> **Problem**
Pick out each line of the records in which the word "large" appears.
___ Data supplied
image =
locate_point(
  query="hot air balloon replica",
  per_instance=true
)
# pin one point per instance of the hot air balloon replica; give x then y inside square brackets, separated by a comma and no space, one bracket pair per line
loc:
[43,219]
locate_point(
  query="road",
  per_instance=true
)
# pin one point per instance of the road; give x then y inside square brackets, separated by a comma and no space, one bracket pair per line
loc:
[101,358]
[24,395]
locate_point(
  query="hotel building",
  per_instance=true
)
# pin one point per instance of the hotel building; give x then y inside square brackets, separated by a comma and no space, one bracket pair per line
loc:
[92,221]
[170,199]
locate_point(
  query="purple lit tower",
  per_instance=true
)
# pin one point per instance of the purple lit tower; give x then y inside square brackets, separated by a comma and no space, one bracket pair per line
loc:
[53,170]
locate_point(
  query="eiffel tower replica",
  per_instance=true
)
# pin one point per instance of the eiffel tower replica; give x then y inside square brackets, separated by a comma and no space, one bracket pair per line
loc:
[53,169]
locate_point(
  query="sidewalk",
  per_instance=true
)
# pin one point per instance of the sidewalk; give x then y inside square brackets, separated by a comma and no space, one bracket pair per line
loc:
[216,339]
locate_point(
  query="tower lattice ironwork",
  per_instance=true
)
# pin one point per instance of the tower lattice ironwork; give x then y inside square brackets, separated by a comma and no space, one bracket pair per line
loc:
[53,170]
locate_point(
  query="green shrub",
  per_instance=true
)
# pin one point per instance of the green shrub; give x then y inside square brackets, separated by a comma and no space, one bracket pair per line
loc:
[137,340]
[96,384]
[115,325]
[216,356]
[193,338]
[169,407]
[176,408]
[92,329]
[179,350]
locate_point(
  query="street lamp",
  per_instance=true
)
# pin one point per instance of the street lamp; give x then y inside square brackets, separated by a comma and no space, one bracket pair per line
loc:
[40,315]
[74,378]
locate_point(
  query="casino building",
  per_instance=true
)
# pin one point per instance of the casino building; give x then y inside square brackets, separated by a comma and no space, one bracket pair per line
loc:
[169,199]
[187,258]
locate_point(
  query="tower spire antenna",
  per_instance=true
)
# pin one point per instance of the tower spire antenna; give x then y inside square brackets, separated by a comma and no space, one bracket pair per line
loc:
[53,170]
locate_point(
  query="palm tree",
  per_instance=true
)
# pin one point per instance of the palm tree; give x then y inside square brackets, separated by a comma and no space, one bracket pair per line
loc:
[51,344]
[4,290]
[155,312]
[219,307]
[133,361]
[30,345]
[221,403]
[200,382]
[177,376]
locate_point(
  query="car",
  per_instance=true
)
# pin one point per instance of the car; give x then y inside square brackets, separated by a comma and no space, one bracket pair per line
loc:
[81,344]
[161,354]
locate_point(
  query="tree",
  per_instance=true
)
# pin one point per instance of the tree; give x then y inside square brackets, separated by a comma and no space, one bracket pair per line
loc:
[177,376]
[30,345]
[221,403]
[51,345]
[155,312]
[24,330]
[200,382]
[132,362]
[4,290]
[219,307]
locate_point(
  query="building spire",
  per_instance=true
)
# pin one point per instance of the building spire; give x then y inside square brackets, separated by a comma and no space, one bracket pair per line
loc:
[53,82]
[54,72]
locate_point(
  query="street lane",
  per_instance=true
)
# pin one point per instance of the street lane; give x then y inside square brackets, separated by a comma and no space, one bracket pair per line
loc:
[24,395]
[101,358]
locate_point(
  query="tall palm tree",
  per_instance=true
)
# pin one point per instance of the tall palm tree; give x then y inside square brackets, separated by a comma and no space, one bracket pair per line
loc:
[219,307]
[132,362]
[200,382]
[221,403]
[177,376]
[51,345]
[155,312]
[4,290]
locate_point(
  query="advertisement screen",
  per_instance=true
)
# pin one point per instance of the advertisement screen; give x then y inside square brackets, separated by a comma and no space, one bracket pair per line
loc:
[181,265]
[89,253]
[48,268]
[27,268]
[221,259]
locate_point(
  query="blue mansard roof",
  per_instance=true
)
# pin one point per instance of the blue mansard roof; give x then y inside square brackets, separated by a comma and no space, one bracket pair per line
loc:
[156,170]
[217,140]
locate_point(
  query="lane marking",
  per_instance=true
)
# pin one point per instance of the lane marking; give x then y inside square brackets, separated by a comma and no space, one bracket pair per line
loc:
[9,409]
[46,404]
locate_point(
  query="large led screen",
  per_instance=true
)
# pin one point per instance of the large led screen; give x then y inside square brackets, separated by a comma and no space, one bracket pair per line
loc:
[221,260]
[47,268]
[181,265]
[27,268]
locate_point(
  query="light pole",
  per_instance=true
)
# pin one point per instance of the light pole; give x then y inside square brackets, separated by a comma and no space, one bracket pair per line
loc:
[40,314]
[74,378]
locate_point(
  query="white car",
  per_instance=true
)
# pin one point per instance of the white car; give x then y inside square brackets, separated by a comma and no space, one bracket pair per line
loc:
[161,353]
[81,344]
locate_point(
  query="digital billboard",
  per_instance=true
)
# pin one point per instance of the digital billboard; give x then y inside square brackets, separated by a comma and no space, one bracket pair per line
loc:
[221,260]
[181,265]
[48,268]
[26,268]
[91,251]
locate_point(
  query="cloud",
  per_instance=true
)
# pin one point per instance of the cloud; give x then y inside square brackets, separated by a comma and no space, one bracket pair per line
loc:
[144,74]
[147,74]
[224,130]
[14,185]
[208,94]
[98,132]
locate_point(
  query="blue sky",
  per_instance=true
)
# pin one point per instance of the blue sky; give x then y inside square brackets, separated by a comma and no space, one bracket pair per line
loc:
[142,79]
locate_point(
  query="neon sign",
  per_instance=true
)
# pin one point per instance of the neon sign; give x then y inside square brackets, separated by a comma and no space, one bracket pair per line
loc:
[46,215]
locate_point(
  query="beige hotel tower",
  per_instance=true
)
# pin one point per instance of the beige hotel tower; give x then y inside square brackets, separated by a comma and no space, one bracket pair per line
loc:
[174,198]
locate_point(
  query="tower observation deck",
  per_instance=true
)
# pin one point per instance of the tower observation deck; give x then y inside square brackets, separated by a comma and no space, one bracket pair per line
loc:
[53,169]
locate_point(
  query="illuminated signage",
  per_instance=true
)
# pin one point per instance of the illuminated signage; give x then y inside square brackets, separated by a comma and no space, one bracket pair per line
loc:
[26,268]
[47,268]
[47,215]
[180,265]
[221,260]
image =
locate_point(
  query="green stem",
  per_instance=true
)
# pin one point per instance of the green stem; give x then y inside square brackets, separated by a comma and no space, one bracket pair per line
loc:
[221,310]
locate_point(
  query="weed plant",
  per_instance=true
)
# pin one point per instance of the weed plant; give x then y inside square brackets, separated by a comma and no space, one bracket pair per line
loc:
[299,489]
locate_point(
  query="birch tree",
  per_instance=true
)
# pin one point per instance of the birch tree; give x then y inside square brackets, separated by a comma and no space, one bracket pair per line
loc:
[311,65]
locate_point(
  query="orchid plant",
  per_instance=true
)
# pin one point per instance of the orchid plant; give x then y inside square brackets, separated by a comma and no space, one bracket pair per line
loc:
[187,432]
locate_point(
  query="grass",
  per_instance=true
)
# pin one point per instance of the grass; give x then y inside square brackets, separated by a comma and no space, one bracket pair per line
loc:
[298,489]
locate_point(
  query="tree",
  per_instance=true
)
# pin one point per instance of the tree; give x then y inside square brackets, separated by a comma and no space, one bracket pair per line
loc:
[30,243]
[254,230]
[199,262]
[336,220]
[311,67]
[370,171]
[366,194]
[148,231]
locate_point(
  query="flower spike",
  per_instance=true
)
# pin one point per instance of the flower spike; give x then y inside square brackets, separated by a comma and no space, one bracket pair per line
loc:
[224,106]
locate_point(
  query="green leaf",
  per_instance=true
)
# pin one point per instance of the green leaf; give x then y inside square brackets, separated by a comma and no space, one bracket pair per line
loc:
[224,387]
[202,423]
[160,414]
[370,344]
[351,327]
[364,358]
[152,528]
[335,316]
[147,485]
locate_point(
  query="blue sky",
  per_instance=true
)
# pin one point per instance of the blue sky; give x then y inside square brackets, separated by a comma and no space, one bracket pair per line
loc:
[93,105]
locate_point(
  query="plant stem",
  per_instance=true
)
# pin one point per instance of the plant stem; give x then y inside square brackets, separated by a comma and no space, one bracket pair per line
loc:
______
> **Exercise output**
  query="large led screen",
# pin one point per instance of the large led screen; give x then y inside square brackets, separated by a comma and no space, one bracket pair per line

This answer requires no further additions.